STATED TASK: Rewrite the stretch of data from the line that contains "For every instance of the overcast" through the line that contains "For every instance of the short", swapping "thickest part" for "widest part" and keeping everything else the same.

-- START RECORDS PROVIDED --

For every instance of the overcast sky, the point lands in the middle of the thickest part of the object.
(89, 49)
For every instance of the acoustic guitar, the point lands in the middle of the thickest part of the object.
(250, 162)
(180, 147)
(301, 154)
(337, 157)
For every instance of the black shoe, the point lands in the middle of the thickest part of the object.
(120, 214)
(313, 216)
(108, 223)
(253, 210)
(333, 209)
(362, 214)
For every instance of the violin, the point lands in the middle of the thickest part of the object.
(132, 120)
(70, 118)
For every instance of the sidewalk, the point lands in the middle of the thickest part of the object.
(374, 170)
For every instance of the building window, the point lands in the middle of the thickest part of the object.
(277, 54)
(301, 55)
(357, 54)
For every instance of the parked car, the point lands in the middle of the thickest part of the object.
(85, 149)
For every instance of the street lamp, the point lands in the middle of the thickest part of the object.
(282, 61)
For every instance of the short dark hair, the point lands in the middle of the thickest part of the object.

-- END RECORDS PROVIDED --
-- START RECORDS PROVIDED --

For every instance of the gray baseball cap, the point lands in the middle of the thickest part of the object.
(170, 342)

-- END RECORDS PROVIDED --
-- START RECORDS PROVIDED --

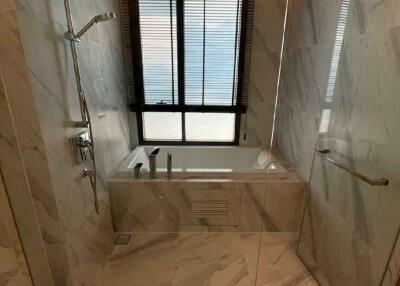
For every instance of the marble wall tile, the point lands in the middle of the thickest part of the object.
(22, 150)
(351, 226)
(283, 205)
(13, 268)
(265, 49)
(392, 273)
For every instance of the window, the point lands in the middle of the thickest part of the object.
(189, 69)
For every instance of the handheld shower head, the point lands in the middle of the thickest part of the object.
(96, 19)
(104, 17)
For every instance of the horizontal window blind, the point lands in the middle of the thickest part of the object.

-- END RECORDS PROVIDED --

THE ANSWER:
For every instance of the overcast sky, the point lands in the middle of the widest part of the object.
(89, 49)
For every instance of the acoustic guitar, the point lands in the middle of the widest part of the object.
(250, 162)
(180, 147)
(301, 154)
(337, 157)
For every instance of the black shoe, the point lands in the middle of the widest part of the object.
(120, 214)
(313, 216)
(108, 223)
(253, 210)
(333, 209)
(362, 214)
For every instance of the violin, the point lands in the middle of the widest part of the object.
(132, 120)
(70, 118)
For every instance of the sidewalk, the point lands in the middle of the widest part of the object.
(374, 170)
For every instance of the building window, the point lands in the middle of the widest part of the object.
(277, 54)
(301, 55)
(357, 54)
For every instance of the parked car, the point lands in the middle of the widest part of the object.
(85, 149)
For every instance of the street lamp, the point lands in the middle of the widest part of the object.
(282, 61)
For every instance of the short dark hair, the point lands in the middle of the widest part of the object.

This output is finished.